*** Exercise text Section Begins ***
BACKGROUND: Extreme constitution "Prakriti" types of Ayurveda exhibit systemic physiological attributes. Our earlier genetic study has revealed differences in EGLN1, key modulator of hypoxia axis between Prakriti types. This was associated with differences in high altitude adaptation and susceptibility to high altitude pulmonary edema (HAPE). In this study we investigate other molecular differences that contribute to systemic attributes of Prakriti that would be relevant in predictive marker discovery.
METHODS: Genotyping of 96 individuals of the earlier cohort was carried out in a panel of 2,800 common genic SNPs represented in Indian Genomic Variation Consortium (IGVC) panel from 24 diverse populations. Frequency distribution patterns of Prakriti differentiating variations (FDR correction P < 0.05) was studied in IGVC and 55 global populations (HGDP-CEPH) panels. Genotypic interactions between VWF, identified from the present analysis, and EGLN1 was analyzed using multinomial logistic regression in Prakriti and Indian populations from contrasting altitudes. Spearman's Rank correlation was used to study this genotypic interaction with respect to altitude in HGDP-CEPH panel. Validation of functional link between EGLN1 and VWF was carried out in a mouse model using chemical inhibition and siRNA studies.
*** Exercise text Section Ends ***
*** Given data Section Begins ***
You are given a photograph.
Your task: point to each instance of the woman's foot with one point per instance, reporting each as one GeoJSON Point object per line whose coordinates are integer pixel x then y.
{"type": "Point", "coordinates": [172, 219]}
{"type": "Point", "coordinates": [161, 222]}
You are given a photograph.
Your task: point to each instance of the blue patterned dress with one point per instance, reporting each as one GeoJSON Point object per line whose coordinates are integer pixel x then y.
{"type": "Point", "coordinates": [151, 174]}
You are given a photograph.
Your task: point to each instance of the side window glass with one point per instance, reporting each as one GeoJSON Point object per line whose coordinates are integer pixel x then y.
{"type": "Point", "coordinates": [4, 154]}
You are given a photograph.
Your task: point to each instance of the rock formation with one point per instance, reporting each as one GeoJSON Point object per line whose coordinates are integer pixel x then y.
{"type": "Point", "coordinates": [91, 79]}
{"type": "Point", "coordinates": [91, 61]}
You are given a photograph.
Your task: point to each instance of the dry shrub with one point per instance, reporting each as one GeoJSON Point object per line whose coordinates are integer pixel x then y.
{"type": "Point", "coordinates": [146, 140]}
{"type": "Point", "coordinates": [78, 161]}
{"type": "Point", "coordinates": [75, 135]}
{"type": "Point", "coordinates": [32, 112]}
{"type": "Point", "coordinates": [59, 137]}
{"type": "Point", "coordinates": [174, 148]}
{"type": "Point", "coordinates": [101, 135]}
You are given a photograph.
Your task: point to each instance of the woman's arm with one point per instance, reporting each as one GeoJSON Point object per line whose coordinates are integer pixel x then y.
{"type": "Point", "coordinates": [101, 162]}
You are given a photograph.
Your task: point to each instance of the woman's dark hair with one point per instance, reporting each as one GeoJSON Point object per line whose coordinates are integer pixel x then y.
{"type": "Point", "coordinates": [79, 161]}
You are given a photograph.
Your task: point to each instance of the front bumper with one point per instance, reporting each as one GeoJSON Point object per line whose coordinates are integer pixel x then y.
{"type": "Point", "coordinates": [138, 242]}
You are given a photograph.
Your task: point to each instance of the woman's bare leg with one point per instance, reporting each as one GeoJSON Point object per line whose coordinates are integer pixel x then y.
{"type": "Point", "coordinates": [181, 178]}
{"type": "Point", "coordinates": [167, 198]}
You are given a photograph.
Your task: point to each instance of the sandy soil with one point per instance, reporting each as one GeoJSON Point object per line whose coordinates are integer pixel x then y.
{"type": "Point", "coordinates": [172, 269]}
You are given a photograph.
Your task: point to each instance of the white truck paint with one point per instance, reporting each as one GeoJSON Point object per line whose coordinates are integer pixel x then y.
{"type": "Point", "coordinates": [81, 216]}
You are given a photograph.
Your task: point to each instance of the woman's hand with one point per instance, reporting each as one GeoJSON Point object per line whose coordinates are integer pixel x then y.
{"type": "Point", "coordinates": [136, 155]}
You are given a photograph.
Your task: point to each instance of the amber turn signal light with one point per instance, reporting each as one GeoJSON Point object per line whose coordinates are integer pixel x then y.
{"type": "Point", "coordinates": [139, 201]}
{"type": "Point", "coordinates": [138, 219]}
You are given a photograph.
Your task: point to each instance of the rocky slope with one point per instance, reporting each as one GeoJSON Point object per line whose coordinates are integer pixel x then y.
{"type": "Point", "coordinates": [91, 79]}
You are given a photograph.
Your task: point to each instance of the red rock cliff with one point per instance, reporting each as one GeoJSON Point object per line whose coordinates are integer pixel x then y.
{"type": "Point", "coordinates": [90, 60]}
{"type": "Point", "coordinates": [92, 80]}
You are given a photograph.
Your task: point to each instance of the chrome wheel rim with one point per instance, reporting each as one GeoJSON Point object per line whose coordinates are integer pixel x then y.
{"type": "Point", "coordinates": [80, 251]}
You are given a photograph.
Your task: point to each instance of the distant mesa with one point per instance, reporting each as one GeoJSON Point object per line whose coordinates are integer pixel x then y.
*** Given data Section Ends ***
### Try it
Can you reproduce the Prakriti abstract above word for word, beginning at "BACKGROUND: Extreme constitution" and stopping after "predictive marker discovery."?

### Task output
BACKGROUND: Extreme constitution "Prakriti" types of Ayurveda exhibit systemic physiological attributes. Our earlier genetic study has revealed differences in EGLN1, key modulator of hypoxia axis between Prakriti types. This was associated with differences in high altitude adaptation and susceptibility to high altitude pulmonary edema (HAPE). In this study we investigate other molecular differences that contribute to systemic attributes of Prakriti that would be relevant in predictive marker discovery.